If a line in the listing below has the string "hose", copy it out.
BEGIN
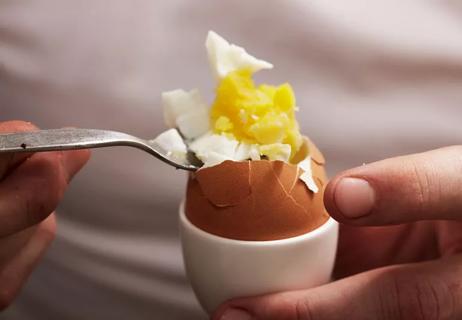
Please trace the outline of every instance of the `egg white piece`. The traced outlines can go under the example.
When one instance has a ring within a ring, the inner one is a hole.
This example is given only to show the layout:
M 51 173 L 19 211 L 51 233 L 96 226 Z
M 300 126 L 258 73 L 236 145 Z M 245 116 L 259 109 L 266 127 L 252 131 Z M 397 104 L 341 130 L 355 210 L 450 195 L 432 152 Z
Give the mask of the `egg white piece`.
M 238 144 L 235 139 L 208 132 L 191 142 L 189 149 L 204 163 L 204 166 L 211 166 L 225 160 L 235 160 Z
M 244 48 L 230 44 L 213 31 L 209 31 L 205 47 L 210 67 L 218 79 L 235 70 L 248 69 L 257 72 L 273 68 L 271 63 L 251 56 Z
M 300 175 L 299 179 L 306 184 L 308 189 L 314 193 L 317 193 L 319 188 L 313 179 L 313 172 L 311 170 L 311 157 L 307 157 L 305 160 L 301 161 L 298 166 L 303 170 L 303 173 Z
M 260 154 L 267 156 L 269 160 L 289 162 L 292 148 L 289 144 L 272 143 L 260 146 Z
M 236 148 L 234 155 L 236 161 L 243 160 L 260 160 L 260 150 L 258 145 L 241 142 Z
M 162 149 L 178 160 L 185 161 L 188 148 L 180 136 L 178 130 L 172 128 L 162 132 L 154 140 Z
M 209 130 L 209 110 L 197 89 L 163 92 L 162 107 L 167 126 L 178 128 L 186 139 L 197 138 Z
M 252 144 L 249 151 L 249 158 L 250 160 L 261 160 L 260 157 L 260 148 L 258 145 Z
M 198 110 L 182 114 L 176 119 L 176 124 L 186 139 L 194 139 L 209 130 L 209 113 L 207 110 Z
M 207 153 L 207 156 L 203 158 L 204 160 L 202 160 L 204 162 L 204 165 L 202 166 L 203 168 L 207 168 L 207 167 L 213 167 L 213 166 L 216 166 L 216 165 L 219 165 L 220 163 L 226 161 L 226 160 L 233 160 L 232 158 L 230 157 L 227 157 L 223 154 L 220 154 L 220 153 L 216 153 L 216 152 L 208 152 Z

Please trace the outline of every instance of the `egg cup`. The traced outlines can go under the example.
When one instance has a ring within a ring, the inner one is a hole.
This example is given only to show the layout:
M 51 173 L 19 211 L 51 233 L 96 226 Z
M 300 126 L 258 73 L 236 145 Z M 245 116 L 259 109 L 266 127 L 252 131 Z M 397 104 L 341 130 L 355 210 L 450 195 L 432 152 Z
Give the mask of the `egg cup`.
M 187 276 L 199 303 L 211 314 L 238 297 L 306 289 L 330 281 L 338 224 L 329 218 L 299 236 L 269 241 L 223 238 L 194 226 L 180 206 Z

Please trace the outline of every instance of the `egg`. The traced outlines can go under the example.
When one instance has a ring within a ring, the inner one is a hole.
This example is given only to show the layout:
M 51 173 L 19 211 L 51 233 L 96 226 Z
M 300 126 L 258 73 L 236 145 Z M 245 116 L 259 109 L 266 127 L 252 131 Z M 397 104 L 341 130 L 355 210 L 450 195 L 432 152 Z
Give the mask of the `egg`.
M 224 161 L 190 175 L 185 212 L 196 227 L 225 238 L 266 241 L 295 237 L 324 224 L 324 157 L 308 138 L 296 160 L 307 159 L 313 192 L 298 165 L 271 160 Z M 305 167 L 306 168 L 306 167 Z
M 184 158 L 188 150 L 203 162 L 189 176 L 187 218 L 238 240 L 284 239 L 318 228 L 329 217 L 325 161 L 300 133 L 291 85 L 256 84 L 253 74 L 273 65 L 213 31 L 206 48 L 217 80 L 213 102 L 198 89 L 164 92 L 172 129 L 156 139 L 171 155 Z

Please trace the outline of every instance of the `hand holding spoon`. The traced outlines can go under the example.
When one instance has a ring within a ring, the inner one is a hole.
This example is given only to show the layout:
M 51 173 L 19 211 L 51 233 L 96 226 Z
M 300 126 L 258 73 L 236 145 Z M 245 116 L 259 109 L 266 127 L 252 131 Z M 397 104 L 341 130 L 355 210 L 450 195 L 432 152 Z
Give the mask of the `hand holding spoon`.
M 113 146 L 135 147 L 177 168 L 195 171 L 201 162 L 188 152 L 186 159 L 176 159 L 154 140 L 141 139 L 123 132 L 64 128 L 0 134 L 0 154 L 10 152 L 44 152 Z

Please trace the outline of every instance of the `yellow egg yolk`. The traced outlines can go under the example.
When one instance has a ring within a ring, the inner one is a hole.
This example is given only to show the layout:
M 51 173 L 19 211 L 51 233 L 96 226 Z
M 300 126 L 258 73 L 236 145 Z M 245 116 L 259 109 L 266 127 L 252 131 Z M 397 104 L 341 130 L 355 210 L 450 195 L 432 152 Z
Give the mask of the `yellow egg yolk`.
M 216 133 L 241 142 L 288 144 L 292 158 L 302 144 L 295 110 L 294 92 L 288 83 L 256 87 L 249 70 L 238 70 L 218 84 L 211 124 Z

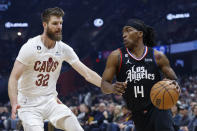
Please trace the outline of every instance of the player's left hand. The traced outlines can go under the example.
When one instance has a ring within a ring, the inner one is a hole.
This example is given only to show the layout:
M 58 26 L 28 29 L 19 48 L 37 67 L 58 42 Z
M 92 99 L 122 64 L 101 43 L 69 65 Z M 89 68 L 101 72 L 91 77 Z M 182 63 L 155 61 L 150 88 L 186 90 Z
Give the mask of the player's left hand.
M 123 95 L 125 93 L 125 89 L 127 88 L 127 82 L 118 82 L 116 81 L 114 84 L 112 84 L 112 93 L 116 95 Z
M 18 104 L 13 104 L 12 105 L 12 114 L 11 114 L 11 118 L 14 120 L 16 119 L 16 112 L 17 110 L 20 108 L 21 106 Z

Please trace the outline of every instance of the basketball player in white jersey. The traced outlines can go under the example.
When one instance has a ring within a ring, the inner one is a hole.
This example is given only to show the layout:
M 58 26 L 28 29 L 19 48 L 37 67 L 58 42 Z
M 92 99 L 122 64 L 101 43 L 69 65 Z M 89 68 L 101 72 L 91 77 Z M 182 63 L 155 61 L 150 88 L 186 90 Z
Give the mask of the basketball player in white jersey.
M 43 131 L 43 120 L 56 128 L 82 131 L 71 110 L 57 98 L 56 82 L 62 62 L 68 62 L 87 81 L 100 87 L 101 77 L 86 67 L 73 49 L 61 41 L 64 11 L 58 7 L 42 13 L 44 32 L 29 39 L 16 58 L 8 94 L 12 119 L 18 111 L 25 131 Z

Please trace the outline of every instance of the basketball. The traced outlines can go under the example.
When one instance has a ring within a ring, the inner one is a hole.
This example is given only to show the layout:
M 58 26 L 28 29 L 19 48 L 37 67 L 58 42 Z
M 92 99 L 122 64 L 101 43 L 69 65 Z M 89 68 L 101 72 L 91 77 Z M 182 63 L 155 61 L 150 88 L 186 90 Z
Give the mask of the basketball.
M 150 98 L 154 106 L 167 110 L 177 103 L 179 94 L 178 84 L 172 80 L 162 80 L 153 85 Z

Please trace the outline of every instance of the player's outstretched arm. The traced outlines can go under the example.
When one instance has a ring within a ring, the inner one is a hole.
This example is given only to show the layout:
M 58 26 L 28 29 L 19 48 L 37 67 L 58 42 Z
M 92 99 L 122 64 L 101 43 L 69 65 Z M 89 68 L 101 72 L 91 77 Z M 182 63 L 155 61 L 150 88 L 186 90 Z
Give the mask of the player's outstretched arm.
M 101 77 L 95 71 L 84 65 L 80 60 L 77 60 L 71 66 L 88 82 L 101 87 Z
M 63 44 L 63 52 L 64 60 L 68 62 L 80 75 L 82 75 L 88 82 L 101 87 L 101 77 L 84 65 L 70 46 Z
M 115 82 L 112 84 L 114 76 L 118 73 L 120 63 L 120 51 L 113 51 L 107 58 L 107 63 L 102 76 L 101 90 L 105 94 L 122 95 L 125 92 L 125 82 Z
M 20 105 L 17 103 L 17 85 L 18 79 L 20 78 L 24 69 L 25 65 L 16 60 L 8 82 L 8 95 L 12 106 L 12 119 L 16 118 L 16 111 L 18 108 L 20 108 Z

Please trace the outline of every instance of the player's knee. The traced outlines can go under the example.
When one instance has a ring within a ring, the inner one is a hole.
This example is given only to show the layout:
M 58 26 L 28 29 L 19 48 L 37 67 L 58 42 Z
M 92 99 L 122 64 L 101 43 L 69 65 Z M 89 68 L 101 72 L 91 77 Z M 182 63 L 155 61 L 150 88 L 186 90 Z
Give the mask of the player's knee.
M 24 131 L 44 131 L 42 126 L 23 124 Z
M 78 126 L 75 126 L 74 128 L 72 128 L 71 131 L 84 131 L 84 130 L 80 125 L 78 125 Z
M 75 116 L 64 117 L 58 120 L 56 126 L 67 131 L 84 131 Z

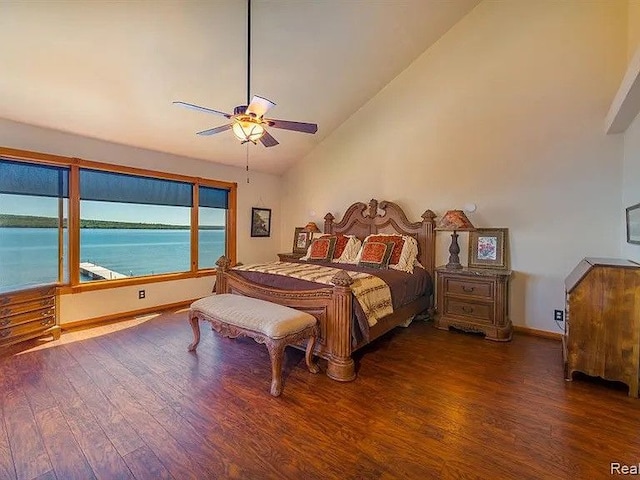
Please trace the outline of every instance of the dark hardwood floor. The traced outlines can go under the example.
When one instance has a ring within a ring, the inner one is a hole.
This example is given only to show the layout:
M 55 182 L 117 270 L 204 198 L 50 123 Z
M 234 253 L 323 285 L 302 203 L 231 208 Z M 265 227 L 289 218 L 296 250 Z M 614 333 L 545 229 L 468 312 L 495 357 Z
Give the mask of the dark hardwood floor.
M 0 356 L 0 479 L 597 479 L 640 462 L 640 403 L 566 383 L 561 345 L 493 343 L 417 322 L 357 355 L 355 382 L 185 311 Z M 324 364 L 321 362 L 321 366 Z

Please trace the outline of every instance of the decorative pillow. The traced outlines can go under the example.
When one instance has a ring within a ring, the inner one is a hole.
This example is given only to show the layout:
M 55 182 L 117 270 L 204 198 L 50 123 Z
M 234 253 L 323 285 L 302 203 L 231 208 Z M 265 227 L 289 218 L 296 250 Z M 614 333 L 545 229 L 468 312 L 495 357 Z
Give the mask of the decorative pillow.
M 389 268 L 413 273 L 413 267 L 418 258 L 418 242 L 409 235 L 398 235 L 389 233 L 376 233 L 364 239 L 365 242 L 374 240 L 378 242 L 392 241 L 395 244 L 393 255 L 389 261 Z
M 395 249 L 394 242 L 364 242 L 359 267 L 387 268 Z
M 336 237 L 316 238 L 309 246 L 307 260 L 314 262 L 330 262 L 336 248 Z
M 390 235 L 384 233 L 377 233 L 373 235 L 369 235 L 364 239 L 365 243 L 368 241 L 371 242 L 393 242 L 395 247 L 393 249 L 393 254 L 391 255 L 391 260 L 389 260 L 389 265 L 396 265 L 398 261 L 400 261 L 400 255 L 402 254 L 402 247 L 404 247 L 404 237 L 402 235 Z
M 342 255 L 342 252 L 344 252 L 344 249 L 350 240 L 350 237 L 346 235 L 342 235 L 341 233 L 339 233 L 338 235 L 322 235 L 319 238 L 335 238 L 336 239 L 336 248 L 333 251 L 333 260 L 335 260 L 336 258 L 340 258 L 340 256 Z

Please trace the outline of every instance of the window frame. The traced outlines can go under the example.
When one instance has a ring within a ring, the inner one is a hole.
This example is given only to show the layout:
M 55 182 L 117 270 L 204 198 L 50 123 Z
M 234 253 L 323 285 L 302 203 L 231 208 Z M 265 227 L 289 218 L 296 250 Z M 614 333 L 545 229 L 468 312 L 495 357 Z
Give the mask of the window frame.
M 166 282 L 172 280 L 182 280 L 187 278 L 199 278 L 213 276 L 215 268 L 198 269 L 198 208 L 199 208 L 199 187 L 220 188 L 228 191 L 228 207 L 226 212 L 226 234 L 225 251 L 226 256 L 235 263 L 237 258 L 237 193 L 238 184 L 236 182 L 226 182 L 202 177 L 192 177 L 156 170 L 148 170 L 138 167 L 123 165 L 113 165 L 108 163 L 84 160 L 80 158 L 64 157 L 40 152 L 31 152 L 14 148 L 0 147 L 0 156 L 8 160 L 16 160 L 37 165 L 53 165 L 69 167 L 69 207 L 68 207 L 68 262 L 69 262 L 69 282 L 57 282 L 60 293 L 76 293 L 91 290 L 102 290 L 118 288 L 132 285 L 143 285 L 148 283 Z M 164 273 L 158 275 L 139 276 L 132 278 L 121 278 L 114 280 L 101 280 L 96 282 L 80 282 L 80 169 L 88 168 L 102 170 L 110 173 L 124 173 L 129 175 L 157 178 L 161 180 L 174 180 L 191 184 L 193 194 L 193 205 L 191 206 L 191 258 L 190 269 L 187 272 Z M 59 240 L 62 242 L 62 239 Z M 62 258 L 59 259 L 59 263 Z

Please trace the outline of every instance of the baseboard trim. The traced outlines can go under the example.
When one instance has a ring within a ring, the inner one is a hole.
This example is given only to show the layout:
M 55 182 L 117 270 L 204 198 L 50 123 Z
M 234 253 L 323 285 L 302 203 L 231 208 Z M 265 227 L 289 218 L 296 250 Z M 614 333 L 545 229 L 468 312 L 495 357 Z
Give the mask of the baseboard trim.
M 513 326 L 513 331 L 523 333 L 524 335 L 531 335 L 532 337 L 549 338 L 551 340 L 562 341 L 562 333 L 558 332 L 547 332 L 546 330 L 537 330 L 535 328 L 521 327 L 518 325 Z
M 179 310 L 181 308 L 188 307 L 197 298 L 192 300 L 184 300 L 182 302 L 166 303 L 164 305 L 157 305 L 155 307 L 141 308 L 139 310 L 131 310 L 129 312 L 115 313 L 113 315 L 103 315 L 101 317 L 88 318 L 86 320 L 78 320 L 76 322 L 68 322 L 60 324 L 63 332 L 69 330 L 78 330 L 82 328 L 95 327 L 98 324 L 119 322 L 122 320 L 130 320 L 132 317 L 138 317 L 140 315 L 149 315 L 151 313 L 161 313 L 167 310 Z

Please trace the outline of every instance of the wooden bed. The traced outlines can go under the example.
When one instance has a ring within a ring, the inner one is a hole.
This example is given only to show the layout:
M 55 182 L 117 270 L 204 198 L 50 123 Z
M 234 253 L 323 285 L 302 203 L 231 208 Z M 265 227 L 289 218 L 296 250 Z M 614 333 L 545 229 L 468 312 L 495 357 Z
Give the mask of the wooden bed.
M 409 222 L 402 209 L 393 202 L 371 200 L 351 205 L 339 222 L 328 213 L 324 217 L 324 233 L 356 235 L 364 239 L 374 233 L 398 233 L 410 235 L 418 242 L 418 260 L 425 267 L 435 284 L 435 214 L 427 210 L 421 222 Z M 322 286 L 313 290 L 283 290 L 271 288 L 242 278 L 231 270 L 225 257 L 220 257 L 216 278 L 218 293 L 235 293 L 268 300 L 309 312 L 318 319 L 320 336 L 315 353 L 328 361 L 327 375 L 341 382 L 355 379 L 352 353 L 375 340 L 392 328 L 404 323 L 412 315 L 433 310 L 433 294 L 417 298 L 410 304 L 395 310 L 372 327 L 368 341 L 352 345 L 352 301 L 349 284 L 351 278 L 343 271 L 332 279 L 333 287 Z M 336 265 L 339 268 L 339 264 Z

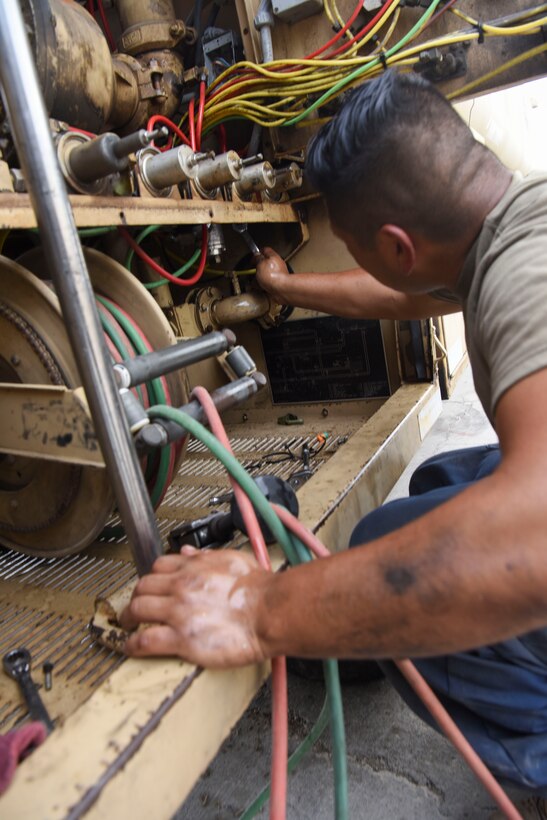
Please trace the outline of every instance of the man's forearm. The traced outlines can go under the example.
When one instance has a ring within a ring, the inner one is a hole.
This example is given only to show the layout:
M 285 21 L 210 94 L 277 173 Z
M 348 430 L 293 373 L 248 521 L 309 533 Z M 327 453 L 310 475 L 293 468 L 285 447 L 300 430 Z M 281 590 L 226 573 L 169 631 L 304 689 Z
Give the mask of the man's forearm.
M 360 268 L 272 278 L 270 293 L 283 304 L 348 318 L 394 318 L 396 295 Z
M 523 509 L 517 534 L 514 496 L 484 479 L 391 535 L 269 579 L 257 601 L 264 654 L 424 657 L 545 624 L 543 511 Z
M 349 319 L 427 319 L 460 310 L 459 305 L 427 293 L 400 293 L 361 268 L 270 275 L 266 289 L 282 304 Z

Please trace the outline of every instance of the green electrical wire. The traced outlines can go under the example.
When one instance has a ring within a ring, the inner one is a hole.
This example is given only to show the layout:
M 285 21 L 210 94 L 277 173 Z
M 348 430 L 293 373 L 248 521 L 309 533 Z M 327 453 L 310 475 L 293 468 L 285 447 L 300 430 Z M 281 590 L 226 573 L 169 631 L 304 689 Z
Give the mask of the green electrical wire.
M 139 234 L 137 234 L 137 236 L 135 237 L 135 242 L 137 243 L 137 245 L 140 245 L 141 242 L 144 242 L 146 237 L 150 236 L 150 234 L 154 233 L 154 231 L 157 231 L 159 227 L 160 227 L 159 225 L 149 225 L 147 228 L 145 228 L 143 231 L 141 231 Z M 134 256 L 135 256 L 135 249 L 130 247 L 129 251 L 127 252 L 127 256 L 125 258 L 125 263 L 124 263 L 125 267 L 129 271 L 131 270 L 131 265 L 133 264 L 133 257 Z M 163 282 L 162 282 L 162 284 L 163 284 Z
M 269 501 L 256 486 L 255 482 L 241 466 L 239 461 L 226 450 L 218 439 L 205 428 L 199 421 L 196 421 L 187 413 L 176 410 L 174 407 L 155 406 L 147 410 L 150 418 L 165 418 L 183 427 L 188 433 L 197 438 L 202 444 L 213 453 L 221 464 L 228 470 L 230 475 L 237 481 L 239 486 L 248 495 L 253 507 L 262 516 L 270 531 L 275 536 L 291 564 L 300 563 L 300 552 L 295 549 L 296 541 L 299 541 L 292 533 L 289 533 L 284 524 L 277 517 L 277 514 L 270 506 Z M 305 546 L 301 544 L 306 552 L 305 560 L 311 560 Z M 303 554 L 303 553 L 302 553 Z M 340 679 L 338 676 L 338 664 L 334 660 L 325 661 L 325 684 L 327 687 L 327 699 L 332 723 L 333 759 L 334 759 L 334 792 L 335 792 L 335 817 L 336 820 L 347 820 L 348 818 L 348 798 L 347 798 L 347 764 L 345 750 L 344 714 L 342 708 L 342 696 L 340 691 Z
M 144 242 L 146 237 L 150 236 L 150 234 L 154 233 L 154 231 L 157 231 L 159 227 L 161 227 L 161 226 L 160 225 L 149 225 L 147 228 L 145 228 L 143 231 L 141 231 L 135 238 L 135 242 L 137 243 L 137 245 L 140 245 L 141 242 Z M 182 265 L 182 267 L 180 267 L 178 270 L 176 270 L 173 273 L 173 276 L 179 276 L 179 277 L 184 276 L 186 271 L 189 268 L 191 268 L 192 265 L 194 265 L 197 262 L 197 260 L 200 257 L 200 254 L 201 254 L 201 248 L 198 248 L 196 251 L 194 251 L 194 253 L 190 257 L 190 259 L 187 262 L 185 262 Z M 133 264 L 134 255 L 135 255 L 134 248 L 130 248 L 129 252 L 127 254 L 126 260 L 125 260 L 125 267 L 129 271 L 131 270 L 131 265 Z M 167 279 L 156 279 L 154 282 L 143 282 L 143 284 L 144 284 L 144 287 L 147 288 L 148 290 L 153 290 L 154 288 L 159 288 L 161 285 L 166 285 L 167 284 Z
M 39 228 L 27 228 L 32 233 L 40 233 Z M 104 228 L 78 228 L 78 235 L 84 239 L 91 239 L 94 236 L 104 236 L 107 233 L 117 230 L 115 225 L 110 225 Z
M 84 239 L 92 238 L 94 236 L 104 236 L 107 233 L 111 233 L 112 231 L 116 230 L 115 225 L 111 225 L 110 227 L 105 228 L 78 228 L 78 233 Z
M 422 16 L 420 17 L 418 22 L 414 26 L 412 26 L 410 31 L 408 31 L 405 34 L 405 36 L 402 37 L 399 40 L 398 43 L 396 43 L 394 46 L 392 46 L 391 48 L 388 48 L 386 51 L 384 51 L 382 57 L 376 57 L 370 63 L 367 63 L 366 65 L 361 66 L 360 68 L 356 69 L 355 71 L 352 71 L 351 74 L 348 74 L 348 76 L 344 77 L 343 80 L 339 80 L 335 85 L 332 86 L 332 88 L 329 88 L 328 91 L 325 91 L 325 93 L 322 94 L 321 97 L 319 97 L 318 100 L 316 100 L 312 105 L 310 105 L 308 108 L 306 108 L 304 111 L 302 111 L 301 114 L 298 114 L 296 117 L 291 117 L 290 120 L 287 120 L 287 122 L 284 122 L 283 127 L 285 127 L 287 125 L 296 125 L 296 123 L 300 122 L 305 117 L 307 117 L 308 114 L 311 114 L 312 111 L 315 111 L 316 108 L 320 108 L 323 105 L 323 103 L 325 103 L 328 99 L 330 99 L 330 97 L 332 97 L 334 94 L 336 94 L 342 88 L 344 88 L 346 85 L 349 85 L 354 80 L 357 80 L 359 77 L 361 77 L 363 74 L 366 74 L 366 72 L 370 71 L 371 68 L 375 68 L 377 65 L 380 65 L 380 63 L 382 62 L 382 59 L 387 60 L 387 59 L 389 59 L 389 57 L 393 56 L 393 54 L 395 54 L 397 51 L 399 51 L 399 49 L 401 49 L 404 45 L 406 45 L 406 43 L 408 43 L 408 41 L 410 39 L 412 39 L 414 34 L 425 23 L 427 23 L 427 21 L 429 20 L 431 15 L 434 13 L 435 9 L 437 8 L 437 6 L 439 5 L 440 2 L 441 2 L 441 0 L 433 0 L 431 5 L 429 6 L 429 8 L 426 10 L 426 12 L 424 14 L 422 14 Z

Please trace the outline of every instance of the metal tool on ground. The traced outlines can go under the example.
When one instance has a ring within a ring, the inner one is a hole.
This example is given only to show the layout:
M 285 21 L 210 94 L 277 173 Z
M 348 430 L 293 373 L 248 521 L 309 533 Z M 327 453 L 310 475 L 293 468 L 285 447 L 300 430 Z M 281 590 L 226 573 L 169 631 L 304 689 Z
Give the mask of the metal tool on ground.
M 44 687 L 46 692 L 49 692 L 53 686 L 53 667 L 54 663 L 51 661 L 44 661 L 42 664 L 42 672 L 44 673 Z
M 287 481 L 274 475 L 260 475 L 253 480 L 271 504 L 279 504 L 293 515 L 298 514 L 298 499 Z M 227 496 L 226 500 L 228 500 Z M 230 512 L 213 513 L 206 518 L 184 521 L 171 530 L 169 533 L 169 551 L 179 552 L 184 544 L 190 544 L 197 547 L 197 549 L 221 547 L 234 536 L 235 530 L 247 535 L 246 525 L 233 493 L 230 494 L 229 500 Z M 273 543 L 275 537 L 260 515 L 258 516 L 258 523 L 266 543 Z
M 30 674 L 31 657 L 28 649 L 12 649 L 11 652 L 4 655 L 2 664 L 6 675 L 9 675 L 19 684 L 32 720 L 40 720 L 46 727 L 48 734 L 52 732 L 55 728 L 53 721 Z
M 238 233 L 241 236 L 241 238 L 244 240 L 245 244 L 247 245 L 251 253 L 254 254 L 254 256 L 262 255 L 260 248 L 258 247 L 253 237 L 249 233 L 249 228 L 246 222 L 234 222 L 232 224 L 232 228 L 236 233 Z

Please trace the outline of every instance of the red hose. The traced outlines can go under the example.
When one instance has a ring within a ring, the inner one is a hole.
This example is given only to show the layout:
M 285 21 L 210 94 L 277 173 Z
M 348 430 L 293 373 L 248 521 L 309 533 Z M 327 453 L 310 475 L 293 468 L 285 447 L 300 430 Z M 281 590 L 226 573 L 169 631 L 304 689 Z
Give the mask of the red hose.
END
### EXERCISE OUTPUT
Please trace the outline of every instance of the red hose. The traced outlines can go under the example.
Give the mask of the red hose.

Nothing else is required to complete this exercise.